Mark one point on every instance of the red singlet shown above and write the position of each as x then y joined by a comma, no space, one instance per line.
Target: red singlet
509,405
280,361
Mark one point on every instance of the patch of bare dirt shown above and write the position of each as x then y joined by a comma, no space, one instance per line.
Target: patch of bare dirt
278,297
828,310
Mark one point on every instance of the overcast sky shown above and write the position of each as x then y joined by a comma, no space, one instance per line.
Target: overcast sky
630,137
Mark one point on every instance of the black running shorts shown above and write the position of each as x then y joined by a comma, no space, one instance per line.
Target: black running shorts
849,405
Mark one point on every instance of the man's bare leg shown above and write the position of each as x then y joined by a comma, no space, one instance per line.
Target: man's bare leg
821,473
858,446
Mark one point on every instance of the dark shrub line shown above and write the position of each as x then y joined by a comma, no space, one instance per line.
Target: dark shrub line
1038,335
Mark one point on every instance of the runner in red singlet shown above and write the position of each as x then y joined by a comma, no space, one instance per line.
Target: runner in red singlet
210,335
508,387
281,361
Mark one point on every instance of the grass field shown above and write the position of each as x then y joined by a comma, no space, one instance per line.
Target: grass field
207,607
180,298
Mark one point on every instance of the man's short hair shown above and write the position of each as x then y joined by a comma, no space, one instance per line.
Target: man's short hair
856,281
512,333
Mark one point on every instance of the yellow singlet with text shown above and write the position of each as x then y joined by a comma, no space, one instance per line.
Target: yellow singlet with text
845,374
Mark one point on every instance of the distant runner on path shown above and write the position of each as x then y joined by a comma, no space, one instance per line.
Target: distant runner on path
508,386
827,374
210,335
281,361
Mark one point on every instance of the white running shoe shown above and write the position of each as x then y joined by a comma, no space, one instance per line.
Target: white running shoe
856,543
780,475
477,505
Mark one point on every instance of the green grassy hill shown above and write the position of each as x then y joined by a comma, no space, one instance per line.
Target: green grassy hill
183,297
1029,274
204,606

========================

-- ABOUT THIS EXERCISE --
Each line of the data is to be transcribed exactly.

-- REPLY TO THE TASK --
Mark one point on every instance of the red singlet shown above and write the position of each as x then y joined by a comma, no space, one instance per line.
Target: red singlet
509,405
280,361
Mark one point on every instance of the patch of bare dirt shown above and write the position of each as x then y joined by a comma, no space, one instance per line.
Target: patch of bare dirt
278,297
828,310
Mark one point on every instance of the overcast sky shown above and write the position of each as x then y joined by a comma, no space, one instance per line.
Target: overcast sky
630,137
Mark one point on every instance of the black running shorts shown above and write the position of each as x then y joined by a comma, no space, one instance per line.
Target: black running shorts
849,405
Mark one point on every instance of the man's bare leg shown above and write the position of each as x then y joined by a comma, no space, one instance per line.
Target: man's bare leg
821,473
858,446
Mark one point on every instance of the dark shrub line shown above and write the position of each as x then y joined by a comma, no space, one instance per line.
Target: dark shrub line
1038,335
Mark one point on every instance of the runner in red singlet shown above and write the position of each as x then y joined by a comma, no space, one instance per line.
Target: runner in red singlet
210,335
508,387
281,361
Mark one point on every instance of the grass field shown above and write the position of each as x then y joined by a comma, no space, one instance per line.
Target: grass field
207,607
180,298
Mark one point on every instance of the man's short hair shown above and write the position of each as x then y joined by a comma, no space, one instance per line.
Target: man's short hair
856,281
512,333
Mark one point on every instance of the yellow singlet with text shown above and write the position of each as x then y joined by a comma, no space, one instance per line.
Target: yellow singlet with text
845,374
Mark one point on every instance of the distant runner on path shown above and write the position of each as x then y joined by a comma, no space, one instance per line.
Target: distant runner on path
508,386
827,374
210,335
281,361
Mark one point on every instance of the white running shoe shown above and write the position of each as x then y joined by a comma, no space, one instance per line.
Target: white running shoe
856,543
780,475
477,505
Mark one point on every instance of the green grassy hill shown above and write the position of each as x then y joined by a comma, no space, one instance per line.
Target: green grassy hill
183,297
1029,274
204,606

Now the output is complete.